PASSAGE PRÉSENTÉ
Nourrissez-vous à présent des ambitions en tant que coach principal ?
Pas du tout. Je suis prêt à aller au bout de ma mission cette saison, entendu qu’il reste peu de temps pour roder un nouvel entraîneur. Mais dès la campagne à venir, je serai à nouveau adjoint. A 56 ans, j’aspire à une stabilité que seul ce rôle-là garantit dans le monde du football. J’habite Willebroek, à 28 kilomètres du Freethiel, et je me rends tous les jours au stade à vélo. J’entends perpétuer cette habitude le plus longtemps possible.
Avez-vous le sentiment d’avoir le même impact auprès des joueurs ivoiriens que leur gourou, Jean-Marc Guillou ?
Je ne surprendrai personne en affirmant que le respect pour lui s’était un peu étiolé ces derniers mois. La preuve par Marco Né, qui avait négocié son transfert à l’Olympiacos sans en aviser son prétendu père spirituel. Ou encore par Moussa Sanogo qui n’a pas voulu rempiler et joue au FC Brussels actuellement. Quoique je le dise moi-même, mon curriculum vitae plaide en ma faveur. Quand certains ont appris que j’avais joué trois ans à Anderlecht, ils ont manifesté leur respect.

Entrées d'un jeu de données:
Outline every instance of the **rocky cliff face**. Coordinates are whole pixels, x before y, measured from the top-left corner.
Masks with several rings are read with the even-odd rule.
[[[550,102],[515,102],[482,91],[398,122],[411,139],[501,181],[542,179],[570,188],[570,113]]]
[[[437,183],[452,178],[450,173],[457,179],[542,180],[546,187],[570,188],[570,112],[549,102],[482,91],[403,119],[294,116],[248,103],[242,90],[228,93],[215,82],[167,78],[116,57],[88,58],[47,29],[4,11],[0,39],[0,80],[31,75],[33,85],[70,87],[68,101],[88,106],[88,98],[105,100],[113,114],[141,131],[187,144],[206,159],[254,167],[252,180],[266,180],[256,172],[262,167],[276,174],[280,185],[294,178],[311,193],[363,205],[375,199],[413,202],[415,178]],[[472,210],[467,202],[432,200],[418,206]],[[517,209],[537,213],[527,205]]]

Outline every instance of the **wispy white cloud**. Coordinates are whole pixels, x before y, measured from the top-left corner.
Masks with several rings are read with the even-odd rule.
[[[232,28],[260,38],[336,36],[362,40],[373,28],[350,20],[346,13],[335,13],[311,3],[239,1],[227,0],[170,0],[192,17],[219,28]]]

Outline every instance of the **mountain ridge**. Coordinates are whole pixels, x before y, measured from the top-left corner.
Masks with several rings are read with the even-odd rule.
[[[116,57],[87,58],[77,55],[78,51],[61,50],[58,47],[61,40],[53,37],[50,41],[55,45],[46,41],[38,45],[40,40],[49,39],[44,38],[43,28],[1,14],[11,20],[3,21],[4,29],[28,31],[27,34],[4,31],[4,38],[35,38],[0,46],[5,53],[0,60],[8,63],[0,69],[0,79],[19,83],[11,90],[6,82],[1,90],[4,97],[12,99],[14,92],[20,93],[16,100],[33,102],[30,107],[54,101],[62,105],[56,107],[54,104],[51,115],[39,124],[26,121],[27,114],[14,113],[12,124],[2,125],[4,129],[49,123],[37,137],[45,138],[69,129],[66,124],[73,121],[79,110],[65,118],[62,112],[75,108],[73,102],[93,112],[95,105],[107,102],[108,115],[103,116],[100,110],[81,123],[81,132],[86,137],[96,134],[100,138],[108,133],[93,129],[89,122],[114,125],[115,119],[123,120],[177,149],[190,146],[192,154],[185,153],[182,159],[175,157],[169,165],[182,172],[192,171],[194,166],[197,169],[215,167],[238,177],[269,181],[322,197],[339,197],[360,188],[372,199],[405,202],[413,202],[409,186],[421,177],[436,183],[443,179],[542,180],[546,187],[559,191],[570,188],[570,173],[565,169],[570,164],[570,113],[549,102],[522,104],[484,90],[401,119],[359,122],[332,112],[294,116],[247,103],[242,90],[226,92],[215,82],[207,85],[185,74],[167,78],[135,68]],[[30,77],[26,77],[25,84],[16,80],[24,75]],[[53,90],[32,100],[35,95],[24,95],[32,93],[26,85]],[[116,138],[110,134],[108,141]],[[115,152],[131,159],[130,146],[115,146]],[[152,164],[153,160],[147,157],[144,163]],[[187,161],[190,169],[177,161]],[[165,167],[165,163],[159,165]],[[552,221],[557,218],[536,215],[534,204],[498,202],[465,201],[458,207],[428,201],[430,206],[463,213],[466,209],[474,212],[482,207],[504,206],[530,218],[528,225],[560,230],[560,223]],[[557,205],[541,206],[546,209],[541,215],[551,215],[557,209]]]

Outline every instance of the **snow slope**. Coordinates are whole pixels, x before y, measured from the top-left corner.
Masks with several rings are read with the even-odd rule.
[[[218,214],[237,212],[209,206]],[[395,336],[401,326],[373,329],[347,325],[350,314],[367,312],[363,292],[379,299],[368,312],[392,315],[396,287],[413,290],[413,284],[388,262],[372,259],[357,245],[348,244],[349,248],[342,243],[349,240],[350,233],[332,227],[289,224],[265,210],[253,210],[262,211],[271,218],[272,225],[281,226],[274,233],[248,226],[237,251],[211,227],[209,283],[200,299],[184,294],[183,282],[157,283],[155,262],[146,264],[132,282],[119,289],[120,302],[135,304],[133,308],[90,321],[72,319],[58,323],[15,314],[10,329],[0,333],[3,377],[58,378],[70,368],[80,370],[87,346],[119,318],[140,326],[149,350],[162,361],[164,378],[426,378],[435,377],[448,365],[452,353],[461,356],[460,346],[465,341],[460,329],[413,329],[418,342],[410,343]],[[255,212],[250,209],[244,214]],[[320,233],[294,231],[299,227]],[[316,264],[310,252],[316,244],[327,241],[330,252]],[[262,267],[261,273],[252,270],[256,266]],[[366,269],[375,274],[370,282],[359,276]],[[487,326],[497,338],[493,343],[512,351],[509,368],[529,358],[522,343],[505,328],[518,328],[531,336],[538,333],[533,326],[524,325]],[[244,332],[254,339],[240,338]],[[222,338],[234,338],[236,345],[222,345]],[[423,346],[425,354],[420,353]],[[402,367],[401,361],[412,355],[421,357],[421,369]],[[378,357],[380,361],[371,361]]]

TRAVAIL DEMANDÉ
1. Recopiez l'entretien en entier, à l'identique.
2. Dans les enregistrements, partez de la ligne qui contient « Outline every instance of the **snow » et allez jusqu'à la fin des enregistrements. Présentez ces lignes sous forme de liste JSON de chaînes, une chaîne par ligne, sans les lignes vides.

RÉPONSES
1.
Nourrissez-vous à présent des ambitions en tant que coach principal ?
Pas du tout. Je suis prêt à aller au bout de ma mission cette saison, entendu qu’il reste peu de temps pour roder un nouvel entraîneur. Mais dès la campagne à venir, je serai à nouveau adjoint. A 56 ans, j’aspire à une stabilité que seul ce rôle-là garantit dans le monde du football. J’habite Willebroek, à 28 kilomètres du Freethiel, et je me rends tous les jours au stade à vélo. J’entends perpétuer cette habitude le plus longtemps possible.
Avez-vous le sentiment d’avoir le même impact auprès des joueurs ivoiriens que leur gourou, Jean-Marc Guillou ?
Je ne surprendrai personne en affirmant que le respect pour lui s’était un peu étiolé ces derniers mois. La preuve par Marco Né, qui avait négocié son transfert à l’Olympiacos sans en aviser son prétendu père spirituel. Ou encore par Moussa Sanogo qui n’a pas voulu rempiler et joue au FC Brussels actuellement. Quoique je le dise moi-même, mon curriculum vitae plaide en ma faveur. Quand certains ont appris que j’avais joué trois ans à Anderlecht, ils ont manifesté leur respect.

2.
[
  "Outline every instance of the **snow slope**. Coordinates are whole pixels, x before y, measured from the top-left corner.",
  "Masks with several rings are read with the even-odd rule.",
  "[[[218,214],[237,212],[209,206]],[[395,336],[401,326],[373,329],[347,325],[350,314],[367,312],[363,292],[379,299],[368,312],[392,315],[396,287],[413,290],[413,284],[388,262],[372,259],[357,245],[348,244],[349,248],[342,243],[349,240],[350,233],[332,227],[289,224],[265,210],[253,210],[262,211],[271,218],[272,225],[281,226],[274,233],[248,226],[237,251],[211,227],[209,283],[200,299],[184,294],[183,282],[157,283],[155,262],[146,264],[132,282],[119,289],[120,302],[135,304],[133,308],[90,321],[72,319],[58,323],[15,314],[10,329],[0,333],[3,377],[58,378],[70,368],[80,370],[87,346],[119,318],[140,326],[149,350],[162,361],[164,378],[426,378],[435,377],[448,365],[452,353],[461,356],[460,346],[465,341],[460,329],[413,329],[418,342],[410,343]],[[255,212],[250,209],[244,214]],[[320,233],[294,231],[299,227]],[[316,264],[310,252],[316,244],[327,241],[330,252]],[[262,267],[261,273],[252,270],[256,266]],[[366,269],[375,274],[370,282],[359,276]],[[487,326],[497,338],[493,343],[512,351],[509,368],[529,358],[522,343],[505,328],[518,328],[531,336],[538,333],[533,326],[524,325]],[[244,332],[254,339],[240,338]],[[222,338],[234,338],[236,345],[222,345]],[[423,346],[425,354],[420,353]],[[402,367],[401,361],[412,355],[421,357],[421,369]],[[378,357],[380,361],[371,361]]]"
]